# LIST OF TASKS
**A)** Please list every company ticker that the sector outlook below names as a COVID-19 beneficiary among retailers.
**B)** According to the sector outlook below, how did the energy sector perform on the ASX 200 last year?
**C)** Continue the sector outlook below from its last sentence.

# DOCUMENT SECTION

• • • • •

Energy - The energy sector was a big COVID-19 loser, the worst performing sector on the ASX 200 last year, still has some catching up to do. Although the period reported will not incorporate the bulk of recovery in the underlying commodity prices, investors should look through this weakness. The earnings recovery will accelerate in the year ahead as the global economy continues to reopen supporting the sector. In addition, the sector should continue to outperform as investors thinking about gains from a vaccine, look ahead to ongoing reopening’s and increased mobility providing more sustained recovery in oil demand into 2021. The energy sector has long underperformed providing opportunity to play the early cycle recovery, with valuations having a more attractive starting point and lower expectations having the capacity to surprise to the upside.
Travel – Many losses have been pre-warned and although the sector has been hampered with border closures there remains a catch up trade in play alongside the cyclical rotation, particularly with vaccines now being rolled out investors can look ahead more clearly to what lies on the other side of the pandemic.
Retailers – Throughout 2021 sector will continue to benefit from reopening led recovery in demand and an ongoing recovery in housing the market. Recovering economic conditions and fewer restrictions continues to boost consumer confidence having a positive flow through to demand. For the period reported those impacted store closures will result in a weak earnings period. However, some retailers were COVID-19 beneficiaries (KGN, JBH, NCK, HVN, ADH etc.) and found themselves positioned to leverage COVID-19 consumption tailwinds, capitalising off online sales growth and claiming market share, for these companies the updates will be solid and focus has shifted toward outlook commentary.
For COVID-19 beneficiaries, many of them technology stocks and online retailers, gains have been frontloaded and expectations of high growth are embedded, meaning the onus is on those companies to meet and beat expectations. Reactions can be violent if investors are disappointed, particularly amongst multiple highflyers. For these stocks, comparisons against a strong year of growth will get tough in the year ahead as conditions normalise, another driver of our preferred cyclical/commodity overweights.

• • • • •

# DATASET RECORDS
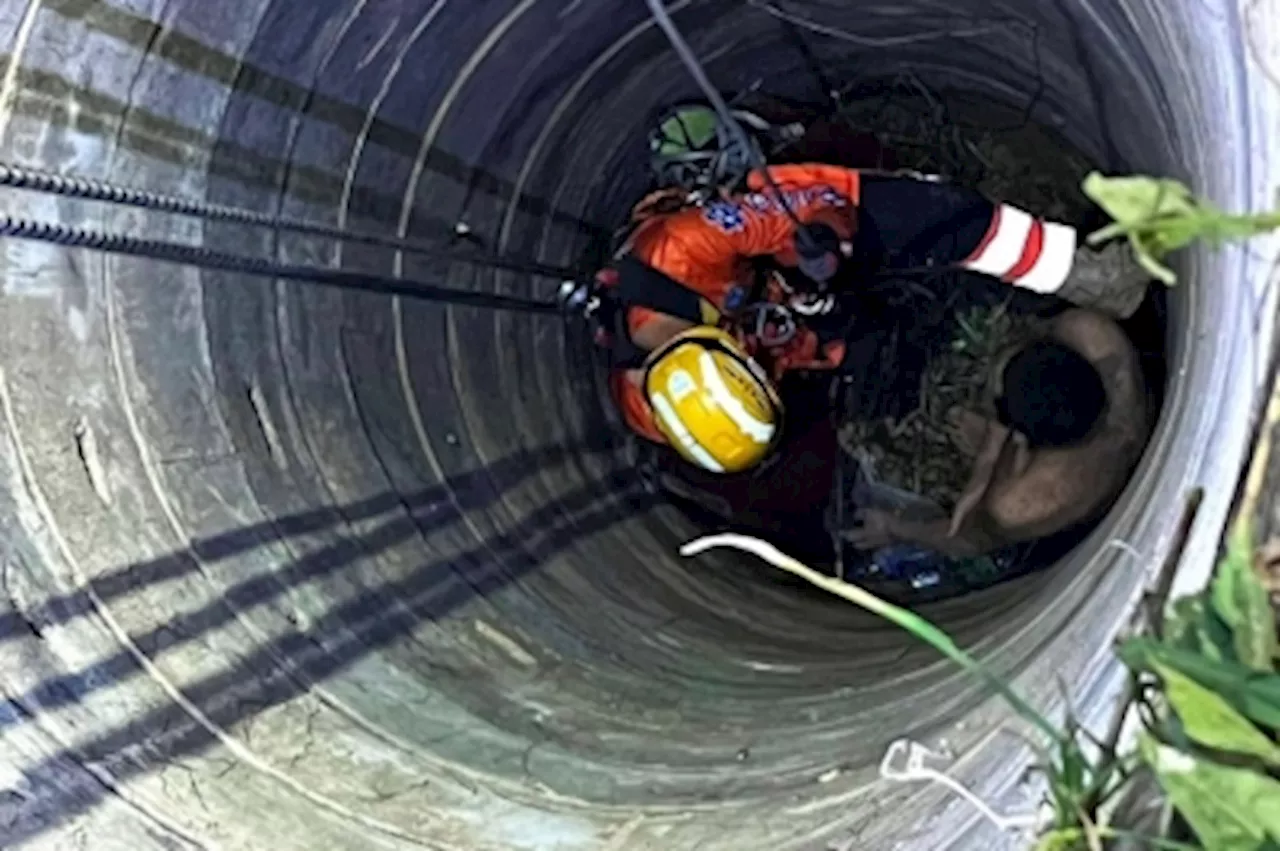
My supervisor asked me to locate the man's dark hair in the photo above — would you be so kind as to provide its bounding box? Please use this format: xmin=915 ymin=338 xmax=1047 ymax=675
xmin=996 ymin=340 xmax=1107 ymax=448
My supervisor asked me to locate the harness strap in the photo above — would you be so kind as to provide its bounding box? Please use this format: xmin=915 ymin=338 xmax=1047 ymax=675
xmin=594 ymin=255 xmax=721 ymax=370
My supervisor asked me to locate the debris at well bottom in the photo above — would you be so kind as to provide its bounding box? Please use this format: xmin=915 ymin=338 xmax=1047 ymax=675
xmin=840 ymin=302 xmax=1043 ymax=509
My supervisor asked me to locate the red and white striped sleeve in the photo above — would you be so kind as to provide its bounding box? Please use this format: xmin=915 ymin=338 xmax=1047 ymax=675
xmin=960 ymin=203 xmax=1076 ymax=294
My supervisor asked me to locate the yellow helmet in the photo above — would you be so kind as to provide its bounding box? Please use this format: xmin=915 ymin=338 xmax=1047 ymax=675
xmin=644 ymin=325 xmax=782 ymax=472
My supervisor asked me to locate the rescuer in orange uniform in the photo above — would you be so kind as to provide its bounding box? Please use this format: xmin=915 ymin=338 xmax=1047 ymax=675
xmin=602 ymin=164 xmax=1095 ymax=472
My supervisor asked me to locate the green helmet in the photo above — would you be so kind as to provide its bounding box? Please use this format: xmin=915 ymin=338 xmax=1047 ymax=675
xmin=649 ymin=104 xmax=773 ymax=192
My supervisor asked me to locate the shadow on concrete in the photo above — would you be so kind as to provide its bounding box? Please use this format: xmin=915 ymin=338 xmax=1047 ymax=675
xmin=0 ymin=449 xmax=659 ymax=846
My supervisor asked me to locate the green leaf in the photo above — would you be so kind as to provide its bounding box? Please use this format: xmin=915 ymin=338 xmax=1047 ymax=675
xmin=1212 ymin=523 xmax=1276 ymax=672
xmin=1133 ymin=239 xmax=1178 ymax=287
xmin=1139 ymin=736 xmax=1280 ymax=851
xmin=1083 ymin=171 xmax=1196 ymax=225
xmin=1165 ymin=594 xmax=1235 ymax=662
xmin=1155 ymin=664 xmax=1280 ymax=765
xmin=1036 ymin=828 xmax=1084 ymax=851
xmin=1120 ymin=639 xmax=1280 ymax=729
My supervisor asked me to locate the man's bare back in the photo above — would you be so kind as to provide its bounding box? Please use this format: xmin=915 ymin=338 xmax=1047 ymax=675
xmin=851 ymin=310 xmax=1151 ymax=557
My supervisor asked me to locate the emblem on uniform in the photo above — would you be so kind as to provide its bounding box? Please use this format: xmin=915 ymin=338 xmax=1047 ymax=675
xmin=703 ymin=201 xmax=746 ymax=233
xmin=724 ymin=287 xmax=748 ymax=314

• • • • •

# ANSWERS PER TASK
**A)** KGN, JBH, NCK, HVN, ADH

**B)** It was the worst performing sector on the ASX 200.

**C)**
Offshore earnings – Caution as currency strength (AUD +13% LTM) holds back returns for primarily offshore earners (CSL, RMD, JHX, RWC, CPU, SHL, BLD). Although to a certain extent for some offshore earners leveraged to economic recovery that upside should offset some sensitivity to exchange rates.
Dividends – Coinciding with the inflection in profit cycle, dividends will improve in the year ahead, although are likely to remain below long run averages as there is still a significant degree of uncertainty and companies will still be focussed on preserving capital, and conserving cash on their own balance sheets. An exception here is the miners (BHP, RIO, FMG) benefitting from stronger balance sheets and elevated iron ore prices are in a strong position to return cash to shareholders.
Guidance – More companies will deliver guidance relative to August, but there will still be many that opt out as a significant level of uncertainty remains despite the domestic economy stabilising into the final quarter of 2020 as restrictions eased.
AU/China - Although there are individual stocks and sectors that have been impacted by the AU/China tensions, the reopening and recovery in earnings and economic growth should take precedent at an index level. (Caveat – providing high value exports like iron ore do not come into the mix).